* Your objective: The answer must be every entry, given again word for word.

Saved data entries:
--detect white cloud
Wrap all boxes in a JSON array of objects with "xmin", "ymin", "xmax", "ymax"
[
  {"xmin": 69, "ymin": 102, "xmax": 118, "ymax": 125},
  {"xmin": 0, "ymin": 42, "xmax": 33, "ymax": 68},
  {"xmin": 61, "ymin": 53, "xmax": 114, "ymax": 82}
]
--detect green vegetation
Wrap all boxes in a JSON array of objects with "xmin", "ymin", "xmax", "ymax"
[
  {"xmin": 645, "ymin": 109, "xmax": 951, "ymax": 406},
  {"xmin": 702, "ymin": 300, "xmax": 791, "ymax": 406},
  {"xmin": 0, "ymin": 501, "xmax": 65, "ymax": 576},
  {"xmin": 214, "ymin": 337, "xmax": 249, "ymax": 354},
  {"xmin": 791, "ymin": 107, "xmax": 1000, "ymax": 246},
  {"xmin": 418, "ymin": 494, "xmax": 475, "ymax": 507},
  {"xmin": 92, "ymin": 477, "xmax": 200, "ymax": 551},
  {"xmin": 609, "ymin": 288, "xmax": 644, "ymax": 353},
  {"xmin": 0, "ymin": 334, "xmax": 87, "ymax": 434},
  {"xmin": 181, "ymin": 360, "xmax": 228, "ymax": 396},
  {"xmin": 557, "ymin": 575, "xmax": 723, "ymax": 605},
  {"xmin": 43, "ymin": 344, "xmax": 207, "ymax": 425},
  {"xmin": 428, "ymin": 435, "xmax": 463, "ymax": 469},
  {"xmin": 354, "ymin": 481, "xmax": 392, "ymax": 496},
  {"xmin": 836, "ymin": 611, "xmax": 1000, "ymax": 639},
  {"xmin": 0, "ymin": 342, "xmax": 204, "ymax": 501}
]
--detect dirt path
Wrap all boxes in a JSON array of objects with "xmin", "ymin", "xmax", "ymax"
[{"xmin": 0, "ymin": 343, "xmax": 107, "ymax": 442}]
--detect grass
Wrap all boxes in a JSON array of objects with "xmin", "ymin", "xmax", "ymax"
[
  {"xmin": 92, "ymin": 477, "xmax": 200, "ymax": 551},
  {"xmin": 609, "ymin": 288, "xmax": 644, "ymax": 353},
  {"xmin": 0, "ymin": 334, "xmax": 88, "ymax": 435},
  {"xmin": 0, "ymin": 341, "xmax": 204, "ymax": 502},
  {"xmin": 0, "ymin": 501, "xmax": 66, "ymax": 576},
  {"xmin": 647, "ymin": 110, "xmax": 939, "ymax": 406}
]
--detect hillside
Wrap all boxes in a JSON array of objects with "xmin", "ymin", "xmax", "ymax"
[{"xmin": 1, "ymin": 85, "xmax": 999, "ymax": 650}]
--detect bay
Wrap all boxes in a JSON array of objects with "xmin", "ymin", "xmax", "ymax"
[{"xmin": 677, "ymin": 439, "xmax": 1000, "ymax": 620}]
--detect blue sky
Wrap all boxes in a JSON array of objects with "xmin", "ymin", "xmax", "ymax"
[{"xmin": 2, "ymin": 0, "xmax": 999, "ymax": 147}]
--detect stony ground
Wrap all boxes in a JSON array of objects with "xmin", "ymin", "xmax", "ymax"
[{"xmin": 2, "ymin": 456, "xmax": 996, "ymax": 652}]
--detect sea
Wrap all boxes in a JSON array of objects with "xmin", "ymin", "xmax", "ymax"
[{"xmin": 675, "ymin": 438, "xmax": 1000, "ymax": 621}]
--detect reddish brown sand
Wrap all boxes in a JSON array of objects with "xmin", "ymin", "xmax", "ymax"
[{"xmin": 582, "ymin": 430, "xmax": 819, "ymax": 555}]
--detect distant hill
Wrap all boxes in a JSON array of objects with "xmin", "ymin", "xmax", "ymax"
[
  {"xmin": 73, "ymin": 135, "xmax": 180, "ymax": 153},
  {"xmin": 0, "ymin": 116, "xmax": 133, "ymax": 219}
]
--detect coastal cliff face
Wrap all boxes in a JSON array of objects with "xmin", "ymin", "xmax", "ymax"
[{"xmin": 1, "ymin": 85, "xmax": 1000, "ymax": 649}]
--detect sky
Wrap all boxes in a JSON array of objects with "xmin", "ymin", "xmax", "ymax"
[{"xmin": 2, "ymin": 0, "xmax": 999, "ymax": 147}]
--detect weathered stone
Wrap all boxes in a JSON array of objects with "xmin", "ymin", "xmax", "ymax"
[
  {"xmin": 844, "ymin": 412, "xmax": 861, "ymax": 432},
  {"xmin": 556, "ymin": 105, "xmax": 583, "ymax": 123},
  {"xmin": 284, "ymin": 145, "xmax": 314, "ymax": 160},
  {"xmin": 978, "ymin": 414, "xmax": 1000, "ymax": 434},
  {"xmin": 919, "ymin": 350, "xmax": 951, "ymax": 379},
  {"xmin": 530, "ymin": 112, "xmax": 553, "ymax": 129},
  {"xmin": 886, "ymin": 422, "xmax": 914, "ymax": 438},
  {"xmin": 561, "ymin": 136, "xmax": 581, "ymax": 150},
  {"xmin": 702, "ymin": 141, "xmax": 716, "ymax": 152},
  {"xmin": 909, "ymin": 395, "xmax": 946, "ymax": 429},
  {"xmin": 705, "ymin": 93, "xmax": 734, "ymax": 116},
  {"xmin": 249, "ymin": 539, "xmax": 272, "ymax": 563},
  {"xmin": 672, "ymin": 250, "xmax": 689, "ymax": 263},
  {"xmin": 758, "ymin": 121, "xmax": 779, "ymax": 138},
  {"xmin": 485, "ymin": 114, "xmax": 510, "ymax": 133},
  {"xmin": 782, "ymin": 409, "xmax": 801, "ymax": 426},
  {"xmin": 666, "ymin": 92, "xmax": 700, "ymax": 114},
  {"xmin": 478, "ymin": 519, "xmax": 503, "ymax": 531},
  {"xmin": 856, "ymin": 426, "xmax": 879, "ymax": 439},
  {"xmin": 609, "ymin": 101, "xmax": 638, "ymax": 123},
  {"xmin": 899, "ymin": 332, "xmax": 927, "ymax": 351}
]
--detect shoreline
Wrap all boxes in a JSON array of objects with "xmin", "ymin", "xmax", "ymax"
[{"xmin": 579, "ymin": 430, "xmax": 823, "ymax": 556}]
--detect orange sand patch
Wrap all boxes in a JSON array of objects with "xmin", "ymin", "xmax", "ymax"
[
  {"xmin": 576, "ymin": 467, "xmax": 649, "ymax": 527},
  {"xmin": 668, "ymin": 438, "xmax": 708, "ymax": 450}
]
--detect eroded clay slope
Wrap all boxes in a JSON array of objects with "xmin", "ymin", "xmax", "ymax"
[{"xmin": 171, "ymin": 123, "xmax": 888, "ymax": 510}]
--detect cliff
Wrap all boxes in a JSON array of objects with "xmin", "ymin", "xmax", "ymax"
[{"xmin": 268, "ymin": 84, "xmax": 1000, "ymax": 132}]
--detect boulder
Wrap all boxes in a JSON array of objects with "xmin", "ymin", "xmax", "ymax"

* Response to this exercise:
--detect white cloud
Wrap all boxes in a JSON array of objects with "xmin", "ymin", "xmax", "ymax"
[
  {"xmin": 69, "ymin": 102, "xmax": 118, "ymax": 125},
  {"xmin": 0, "ymin": 42, "xmax": 33, "ymax": 68},
  {"xmin": 61, "ymin": 53, "xmax": 114, "ymax": 82}
]
--detect green vegetation
Wrap all boxes in a JSON array of objects with "xmin", "ymin", "xmax", "ymax"
[
  {"xmin": 645, "ymin": 109, "xmax": 951, "ymax": 406},
  {"xmin": 702, "ymin": 300, "xmax": 791, "ymax": 406},
  {"xmin": 0, "ymin": 501, "xmax": 65, "ymax": 576},
  {"xmin": 214, "ymin": 337, "xmax": 249, "ymax": 354},
  {"xmin": 791, "ymin": 107, "xmax": 1000, "ymax": 246},
  {"xmin": 418, "ymin": 494, "xmax": 475, "ymax": 507},
  {"xmin": 92, "ymin": 477, "xmax": 200, "ymax": 551},
  {"xmin": 609, "ymin": 288, "xmax": 644, "ymax": 353},
  {"xmin": 0, "ymin": 334, "xmax": 87, "ymax": 434},
  {"xmin": 181, "ymin": 360, "xmax": 228, "ymax": 396},
  {"xmin": 557, "ymin": 575, "xmax": 723, "ymax": 605},
  {"xmin": 43, "ymin": 344, "xmax": 207, "ymax": 425},
  {"xmin": 428, "ymin": 435, "xmax": 463, "ymax": 469},
  {"xmin": 354, "ymin": 481, "xmax": 392, "ymax": 496},
  {"xmin": 836, "ymin": 611, "xmax": 1000, "ymax": 639},
  {"xmin": 0, "ymin": 342, "xmax": 204, "ymax": 501}
]
--detect dirt path
Wrap all boxes in a JSON array of objects with "xmin", "ymin", "xmax", "ymax"
[{"xmin": 0, "ymin": 343, "xmax": 107, "ymax": 442}]
--detect grass
Wrap all boxes in a JSON array of objects with "xmin", "ymin", "xmax", "ymax"
[
  {"xmin": 92, "ymin": 477, "xmax": 200, "ymax": 551},
  {"xmin": 609, "ymin": 288, "xmax": 644, "ymax": 353},
  {"xmin": 0, "ymin": 334, "xmax": 88, "ymax": 435},
  {"xmin": 0, "ymin": 341, "xmax": 204, "ymax": 502},
  {"xmin": 0, "ymin": 501, "xmax": 66, "ymax": 576},
  {"xmin": 647, "ymin": 110, "xmax": 939, "ymax": 406}
]
--detect hillside
Wrap all boxes in a JSON array of objects with "xmin", "ymin", "xmax", "ymax"
[{"xmin": 1, "ymin": 85, "xmax": 999, "ymax": 650}]
--detect bay
Wrap all boxes in a JSON array of objects with "xmin", "ymin", "xmax", "ymax"
[{"xmin": 677, "ymin": 439, "xmax": 1000, "ymax": 620}]
--detect blue sky
Wrap all boxes in a JSON array of objects with "xmin", "ymin", "xmax", "ymax"
[{"xmin": 2, "ymin": 0, "xmax": 999, "ymax": 147}]
--detect stony ground
Wrap all boxes in a JSON array of objects with "xmin", "ymin", "xmax", "ymax"
[{"xmin": 2, "ymin": 456, "xmax": 996, "ymax": 652}]
--detect sea
Wrap all boxes in a JSON array of objects with "xmin", "ymin", "xmax", "ymax"
[{"xmin": 675, "ymin": 438, "xmax": 1000, "ymax": 621}]
--detect reddish brown sand
Wrap all boxes in a JSON array of objects with "xmin", "ymin", "xmax", "ymax"
[{"xmin": 582, "ymin": 430, "xmax": 819, "ymax": 555}]
--detect distant hill
Wrap all boxes in a JSON array of objects with "xmin", "ymin", "xmax", "ymax"
[
  {"xmin": 73, "ymin": 135, "xmax": 180, "ymax": 153},
  {"xmin": 0, "ymin": 116, "xmax": 133, "ymax": 219}
]
--detect coastal cliff face
Wrap all boxes in a JSON array of objects with "xmin", "ymin", "xmax", "ymax"
[{"xmin": 1, "ymin": 85, "xmax": 1000, "ymax": 649}]
--detect sky
Wrap all boxes in a JSON array of objects with "xmin", "ymin", "xmax", "ymax"
[{"xmin": 2, "ymin": 0, "xmax": 999, "ymax": 147}]
--detect weathered stone
Wrap all boxes in a JSON array of objects with "xmin", "ymin", "xmax", "ymax"
[
  {"xmin": 844, "ymin": 412, "xmax": 861, "ymax": 432},
  {"xmin": 556, "ymin": 105, "xmax": 583, "ymax": 123},
  {"xmin": 284, "ymin": 145, "xmax": 314, "ymax": 160},
  {"xmin": 978, "ymin": 414, "xmax": 1000, "ymax": 434},
  {"xmin": 919, "ymin": 350, "xmax": 951, "ymax": 379},
  {"xmin": 530, "ymin": 112, "xmax": 553, "ymax": 129},
  {"xmin": 886, "ymin": 422, "xmax": 914, "ymax": 438},
  {"xmin": 561, "ymin": 136, "xmax": 581, "ymax": 150},
  {"xmin": 702, "ymin": 141, "xmax": 716, "ymax": 152},
  {"xmin": 909, "ymin": 395, "xmax": 946, "ymax": 429},
  {"xmin": 705, "ymin": 93, "xmax": 734, "ymax": 116},
  {"xmin": 249, "ymin": 539, "xmax": 272, "ymax": 563},
  {"xmin": 672, "ymin": 250, "xmax": 689, "ymax": 263},
  {"xmin": 758, "ymin": 121, "xmax": 779, "ymax": 138},
  {"xmin": 485, "ymin": 114, "xmax": 510, "ymax": 133},
  {"xmin": 782, "ymin": 409, "xmax": 801, "ymax": 426},
  {"xmin": 666, "ymin": 92, "xmax": 700, "ymax": 114},
  {"xmin": 478, "ymin": 519, "xmax": 503, "ymax": 531},
  {"xmin": 856, "ymin": 426, "xmax": 879, "ymax": 439},
  {"xmin": 609, "ymin": 101, "xmax": 638, "ymax": 123},
  {"xmin": 899, "ymin": 332, "xmax": 927, "ymax": 351}
]
--detect shoreline
Wrap all boxes in a JSON array of objects with "xmin", "ymin", "xmax", "ymax"
[{"xmin": 579, "ymin": 430, "xmax": 823, "ymax": 556}]
--detect orange sand patch
Wrap all boxes in a JSON array of objects with "xmin", "ymin", "xmax", "ymax"
[
  {"xmin": 576, "ymin": 467, "xmax": 649, "ymax": 527},
  {"xmin": 668, "ymin": 438, "xmax": 708, "ymax": 450}
]
--detect eroded clay slope
Wrap all boxes in a JSON array of objects with "xmin", "ymin", "xmax", "ymax"
[{"xmin": 171, "ymin": 123, "xmax": 888, "ymax": 510}]
--detect cliff
Wrap all boxes in a JSON array of objects with "xmin", "ymin", "xmax", "ymax"
[{"xmin": 268, "ymin": 84, "xmax": 1000, "ymax": 132}]
--detect boulder
Wrap all boxes in a JSON array of objects with "xmin", "ymin", "xmax", "ymax"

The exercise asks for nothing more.